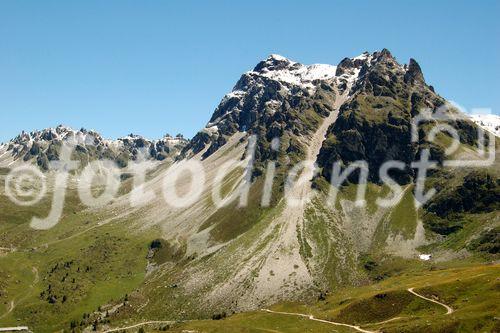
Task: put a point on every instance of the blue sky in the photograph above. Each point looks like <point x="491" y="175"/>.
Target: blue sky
<point x="152" y="67"/>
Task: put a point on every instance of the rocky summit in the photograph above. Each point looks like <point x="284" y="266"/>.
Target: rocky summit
<point x="216" y="264"/>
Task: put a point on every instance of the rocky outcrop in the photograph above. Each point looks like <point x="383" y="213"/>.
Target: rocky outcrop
<point x="44" y="146"/>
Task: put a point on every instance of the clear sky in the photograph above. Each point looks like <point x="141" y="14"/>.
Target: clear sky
<point x="152" y="67"/>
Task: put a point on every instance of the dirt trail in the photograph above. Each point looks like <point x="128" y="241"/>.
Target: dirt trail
<point x="311" y="317"/>
<point x="13" y="303"/>
<point x="139" y="325"/>
<point x="449" y="310"/>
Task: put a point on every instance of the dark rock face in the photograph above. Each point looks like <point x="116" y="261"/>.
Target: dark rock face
<point x="375" y="124"/>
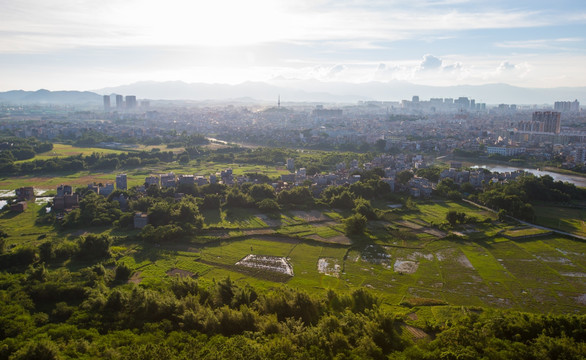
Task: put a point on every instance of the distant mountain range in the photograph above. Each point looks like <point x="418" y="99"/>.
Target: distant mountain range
<point x="303" y="91"/>
<point x="49" y="97"/>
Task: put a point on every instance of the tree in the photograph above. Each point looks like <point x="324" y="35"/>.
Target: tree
<point x="404" y="176"/>
<point x="452" y="217"/>
<point x="355" y="224"/>
<point x="95" y="246"/>
<point x="123" y="272"/>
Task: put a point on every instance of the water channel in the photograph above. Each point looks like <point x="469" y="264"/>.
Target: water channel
<point x="576" y="180"/>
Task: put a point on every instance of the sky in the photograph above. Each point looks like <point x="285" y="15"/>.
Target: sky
<point x="87" y="45"/>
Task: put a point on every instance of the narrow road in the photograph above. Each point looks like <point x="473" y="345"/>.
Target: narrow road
<point x="527" y="223"/>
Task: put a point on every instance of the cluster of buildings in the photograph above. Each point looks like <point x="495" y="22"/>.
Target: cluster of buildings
<point x="124" y="103"/>
<point x="567" y="106"/>
<point x="542" y="122"/>
<point x="443" y="104"/>
<point x="477" y="177"/>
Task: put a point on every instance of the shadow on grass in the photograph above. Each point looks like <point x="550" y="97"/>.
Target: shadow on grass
<point x="212" y="216"/>
<point x="9" y="214"/>
<point x="151" y="252"/>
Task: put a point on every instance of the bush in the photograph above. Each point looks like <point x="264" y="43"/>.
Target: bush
<point x="355" y="224"/>
<point x="123" y="272"/>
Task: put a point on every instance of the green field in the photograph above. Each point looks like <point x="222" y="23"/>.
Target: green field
<point x="135" y="177"/>
<point x="478" y="268"/>
<point x="566" y="219"/>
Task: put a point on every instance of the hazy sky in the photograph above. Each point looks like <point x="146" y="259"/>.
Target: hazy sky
<point x="61" y="44"/>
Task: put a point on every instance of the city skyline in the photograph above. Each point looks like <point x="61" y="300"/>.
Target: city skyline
<point x="86" y="45"/>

========================

**Written request:**
Copy out every line of all the items above word for word, leaving out the pictures.

**Full output:**
Task: put a point on every instance of the blue sky in the photograph above. Each point looks like <point x="491" y="175"/>.
Target: blue sky
<point x="152" y="67"/>
Task: put a point on every instance of the rocky summit in the photograph above. Each point looks like <point x="284" y="266"/>.
Target: rocky summit
<point x="216" y="264"/>
Task: put a point on every instance of the rocky outcrop in the photograph above. Each point looks like <point x="383" y="213"/>.
Target: rocky outcrop
<point x="44" y="146"/>
Task: put a point on every instance of the clear sky in the photograph above. Each point looks like <point x="141" y="14"/>.
Target: clear sky
<point x="152" y="67"/>
Task: put a point on every instance of the dirt trail in the photograph above. Each point looks like <point x="128" y="241"/>.
Target: dirt trail
<point x="311" y="317"/>
<point x="13" y="303"/>
<point x="139" y="325"/>
<point x="449" y="310"/>
Task: put a point on every instance of the dark rock face in the photograph above. Each point looks like <point x="116" y="261"/>.
Target: dark rock face
<point x="375" y="124"/>
Task: put a point on every instance of the distant mountain range in the photograph above. Each point looks like <point x="418" y="99"/>.
Target: distant mountain range
<point x="303" y="91"/>
<point x="49" y="97"/>
Task: put a point on every instance of the tree in the photograph above. Each point looks like <point x="324" y="35"/>.
Target: tree
<point x="404" y="176"/>
<point x="452" y="217"/>
<point x="355" y="224"/>
<point x="95" y="246"/>
<point x="123" y="272"/>
Task: put a point on every instance of the water channel in the photograph above. Each point looks like <point x="469" y="264"/>.
Target: water channel
<point x="576" y="180"/>
Task: put a point on every instance of the sky in the photograph above. Each point looks like <point x="285" y="15"/>.
Target: sky
<point x="87" y="45"/>
Task: put a point on every instance of the narrow road in the photograph above. Each point looks like <point x="473" y="345"/>.
Target: narrow road
<point x="527" y="223"/>
Task: put a point on every instance of the cluster of buildings in the photograph above. Each point looks like <point x="495" y="22"/>.
Target: cluster of buildings
<point x="124" y="103"/>
<point x="567" y="106"/>
<point x="542" y="122"/>
<point x="443" y="104"/>
<point x="477" y="177"/>
Task: put a point on every instance of the shadow on grass in the photograph above. Each point looks like <point x="550" y="97"/>.
Target: shadow on grass
<point x="212" y="216"/>
<point x="9" y="214"/>
<point x="151" y="252"/>
Task: put a point on every instance of the bush in the photograph above. Each point looks like <point x="264" y="43"/>.
Target: bush
<point x="355" y="224"/>
<point x="123" y="272"/>
Task: put a point on every instance of the green field in the photograph above. Each point looks like <point x="222" y="23"/>.
Target: green field
<point x="135" y="177"/>
<point x="478" y="268"/>
<point x="566" y="219"/>
Task: put a point on every instance of the hazy sky in the photograph above. Each point looks like <point x="146" y="259"/>.
Target: hazy sky
<point x="61" y="44"/>
Task: put a point on every instance of the city skyline in the photograph above. Each point looks like <point x="61" y="300"/>.
Target: city skyline
<point x="86" y="45"/>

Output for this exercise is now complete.